** PROBLEM REQUIREMENTS **
Supply the number of lines in the listing below in which the word "navy" occurs, and nothing else.

** EXERCISE MATERIAL **
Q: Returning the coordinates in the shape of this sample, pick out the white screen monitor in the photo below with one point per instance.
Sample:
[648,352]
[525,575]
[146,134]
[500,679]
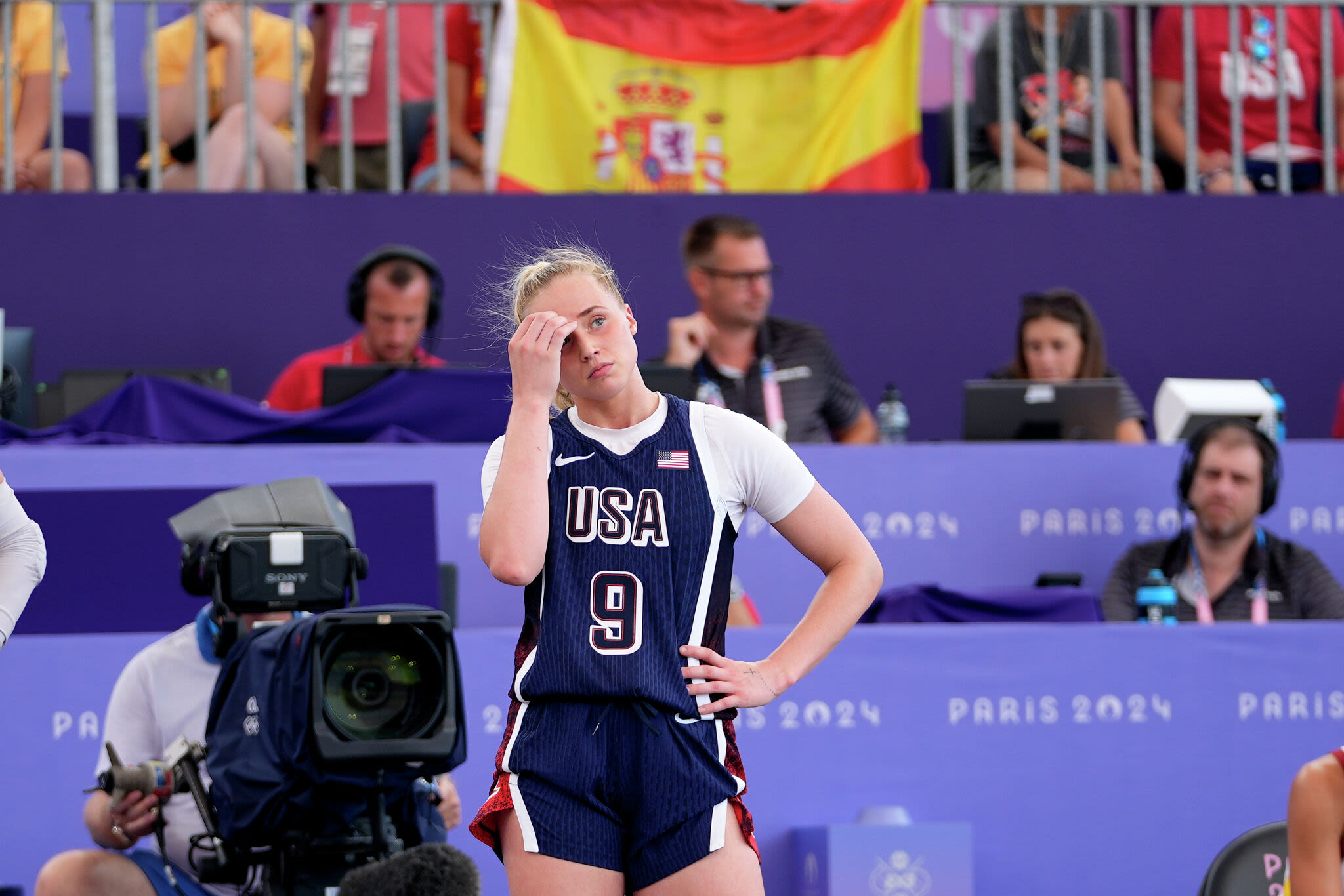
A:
[1185,405]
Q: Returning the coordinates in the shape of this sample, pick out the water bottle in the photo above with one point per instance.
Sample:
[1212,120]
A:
[892,417]
[1156,600]
[1280,432]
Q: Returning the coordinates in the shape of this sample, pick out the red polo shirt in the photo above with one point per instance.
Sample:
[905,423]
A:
[300,386]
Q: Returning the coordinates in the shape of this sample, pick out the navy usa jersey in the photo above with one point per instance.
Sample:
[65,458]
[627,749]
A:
[637,563]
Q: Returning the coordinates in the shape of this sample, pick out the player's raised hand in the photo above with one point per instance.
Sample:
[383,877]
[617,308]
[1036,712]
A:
[534,355]
[742,684]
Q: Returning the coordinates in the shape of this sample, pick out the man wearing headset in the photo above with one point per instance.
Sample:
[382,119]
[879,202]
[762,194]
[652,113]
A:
[396,293]
[1226,566]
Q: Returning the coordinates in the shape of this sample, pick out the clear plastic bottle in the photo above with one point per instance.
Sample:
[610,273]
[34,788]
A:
[1156,600]
[892,417]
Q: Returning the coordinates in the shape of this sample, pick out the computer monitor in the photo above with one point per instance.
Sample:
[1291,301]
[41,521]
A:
[1009,410]
[18,354]
[342,383]
[1186,405]
[669,380]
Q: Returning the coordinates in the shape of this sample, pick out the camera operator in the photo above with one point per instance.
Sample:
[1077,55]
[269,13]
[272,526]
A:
[161,693]
[23,559]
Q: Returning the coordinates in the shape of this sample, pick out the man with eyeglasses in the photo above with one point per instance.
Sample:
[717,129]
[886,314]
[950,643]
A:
[780,373]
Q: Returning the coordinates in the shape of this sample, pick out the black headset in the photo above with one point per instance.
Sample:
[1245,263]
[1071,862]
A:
[356,291]
[1272,466]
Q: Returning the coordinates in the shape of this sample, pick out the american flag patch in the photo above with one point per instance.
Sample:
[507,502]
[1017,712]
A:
[674,460]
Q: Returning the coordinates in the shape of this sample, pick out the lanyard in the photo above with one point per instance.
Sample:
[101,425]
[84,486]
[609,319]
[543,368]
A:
[1260,601]
[710,393]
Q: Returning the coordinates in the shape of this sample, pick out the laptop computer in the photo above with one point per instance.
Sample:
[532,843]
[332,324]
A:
[1010,410]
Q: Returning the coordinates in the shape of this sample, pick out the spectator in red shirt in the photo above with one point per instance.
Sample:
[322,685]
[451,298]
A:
[1258,89]
[368,51]
[465,110]
[396,295]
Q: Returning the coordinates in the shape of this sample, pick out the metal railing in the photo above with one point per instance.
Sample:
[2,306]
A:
[105,94]
[105,156]
[1144,89]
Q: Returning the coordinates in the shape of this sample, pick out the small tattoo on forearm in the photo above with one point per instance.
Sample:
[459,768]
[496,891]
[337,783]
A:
[753,670]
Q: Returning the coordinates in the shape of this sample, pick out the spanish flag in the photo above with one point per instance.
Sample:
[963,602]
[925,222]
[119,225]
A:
[705,96]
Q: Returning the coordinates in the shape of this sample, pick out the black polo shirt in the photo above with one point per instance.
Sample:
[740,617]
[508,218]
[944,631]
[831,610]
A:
[1299,584]
[819,399]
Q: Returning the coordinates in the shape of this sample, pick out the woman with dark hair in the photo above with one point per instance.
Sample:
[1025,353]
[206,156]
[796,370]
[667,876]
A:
[1059,340]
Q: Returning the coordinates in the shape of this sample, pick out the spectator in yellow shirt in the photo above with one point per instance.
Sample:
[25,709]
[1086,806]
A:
[273,66]
[30,104]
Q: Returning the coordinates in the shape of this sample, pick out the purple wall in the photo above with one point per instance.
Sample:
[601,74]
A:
[914,289]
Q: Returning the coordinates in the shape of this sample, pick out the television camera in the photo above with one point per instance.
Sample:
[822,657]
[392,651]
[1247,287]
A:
[324,730]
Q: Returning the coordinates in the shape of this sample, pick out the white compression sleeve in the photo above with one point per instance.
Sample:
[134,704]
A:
[23,559]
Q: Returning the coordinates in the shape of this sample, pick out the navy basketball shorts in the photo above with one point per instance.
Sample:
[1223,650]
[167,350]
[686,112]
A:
[620,785]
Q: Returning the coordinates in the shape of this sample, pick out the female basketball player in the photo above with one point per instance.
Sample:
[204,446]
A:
[619,770]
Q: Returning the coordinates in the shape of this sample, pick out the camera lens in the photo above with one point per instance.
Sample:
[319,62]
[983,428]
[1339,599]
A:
[382,683]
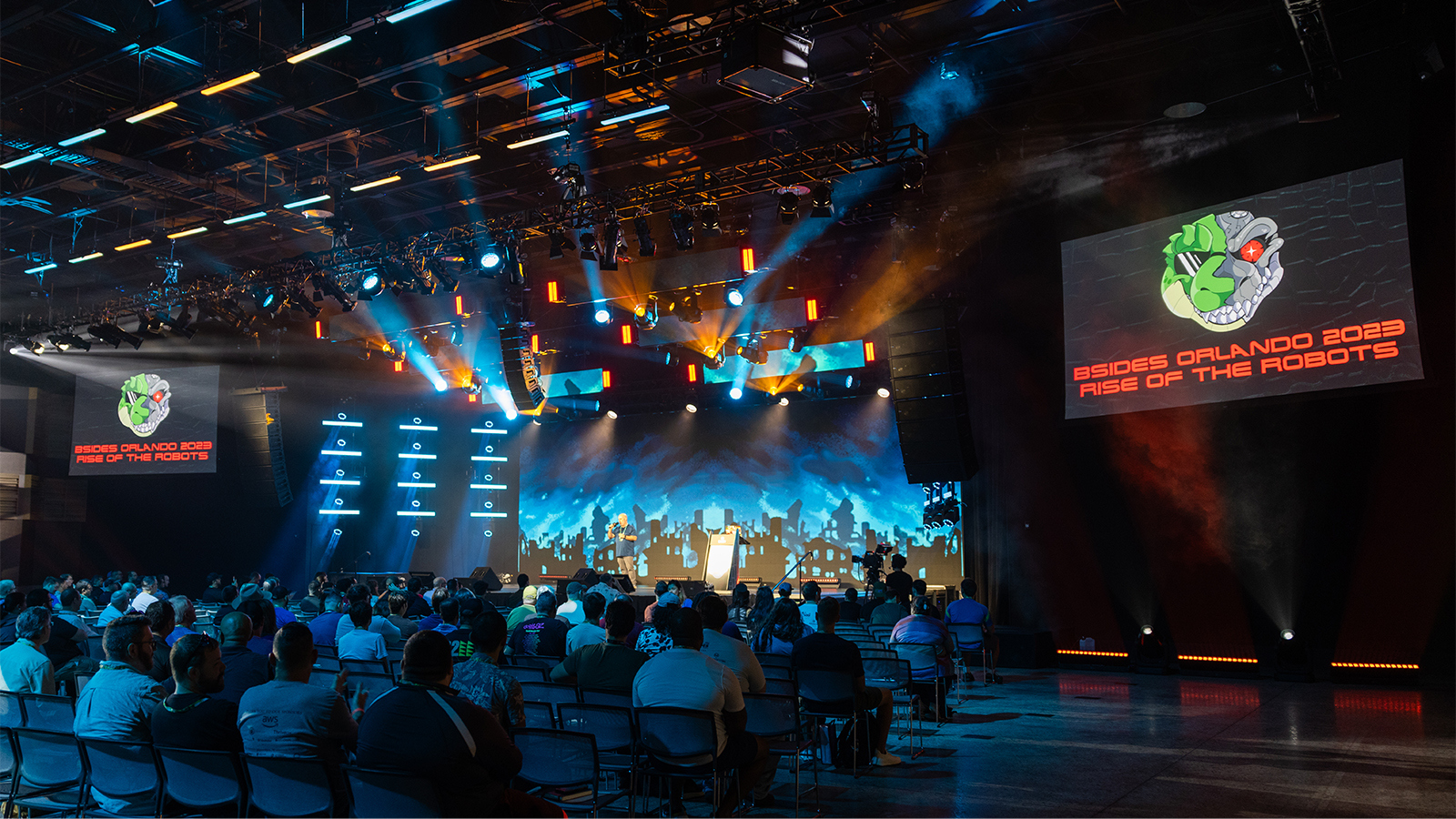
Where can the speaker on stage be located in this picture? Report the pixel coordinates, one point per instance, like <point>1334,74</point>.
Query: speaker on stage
<point>928,387</point>
<point>492,581</point>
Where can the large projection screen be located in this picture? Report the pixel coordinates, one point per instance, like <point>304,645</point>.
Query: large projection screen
<point>1293,290</point>
<point>145,419</point>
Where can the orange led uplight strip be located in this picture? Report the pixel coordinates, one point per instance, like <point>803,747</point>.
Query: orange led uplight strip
<point>1407,666</point>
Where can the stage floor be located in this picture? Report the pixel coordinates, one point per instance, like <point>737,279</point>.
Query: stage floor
<point>1092,743</point>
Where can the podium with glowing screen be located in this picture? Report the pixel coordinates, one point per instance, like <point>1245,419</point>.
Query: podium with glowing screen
<point>721,567</point>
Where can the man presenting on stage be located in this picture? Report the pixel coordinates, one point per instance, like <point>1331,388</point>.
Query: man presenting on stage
<point>623,538</point>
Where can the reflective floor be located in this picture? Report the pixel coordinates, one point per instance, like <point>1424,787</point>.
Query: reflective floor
<point>1091,743</point>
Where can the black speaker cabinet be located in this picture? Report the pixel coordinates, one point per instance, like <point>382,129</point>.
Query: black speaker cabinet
<point>928,387</point>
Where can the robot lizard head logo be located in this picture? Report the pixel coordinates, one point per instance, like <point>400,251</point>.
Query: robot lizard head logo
<point>146,399</point>
<point>1220,268</point>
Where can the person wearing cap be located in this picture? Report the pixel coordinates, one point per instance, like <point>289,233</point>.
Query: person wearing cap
<point>470,758</point>
<point>571,610</point>
<point>120,602</point>
<point>524,611</point>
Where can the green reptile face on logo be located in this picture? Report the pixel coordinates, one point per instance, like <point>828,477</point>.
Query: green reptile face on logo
<point>146,399</point>
<point>1220,268</point>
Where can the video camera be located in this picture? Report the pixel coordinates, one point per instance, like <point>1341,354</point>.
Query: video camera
<point>874,561</point>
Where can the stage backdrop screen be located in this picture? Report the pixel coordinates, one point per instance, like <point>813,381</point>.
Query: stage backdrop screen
<point>145,419</point>
<point>813,477</point>
<point>1295,290</point>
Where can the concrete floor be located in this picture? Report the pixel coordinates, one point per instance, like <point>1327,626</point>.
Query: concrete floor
<point>1092,743</point>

** FINAL ANSWER **
2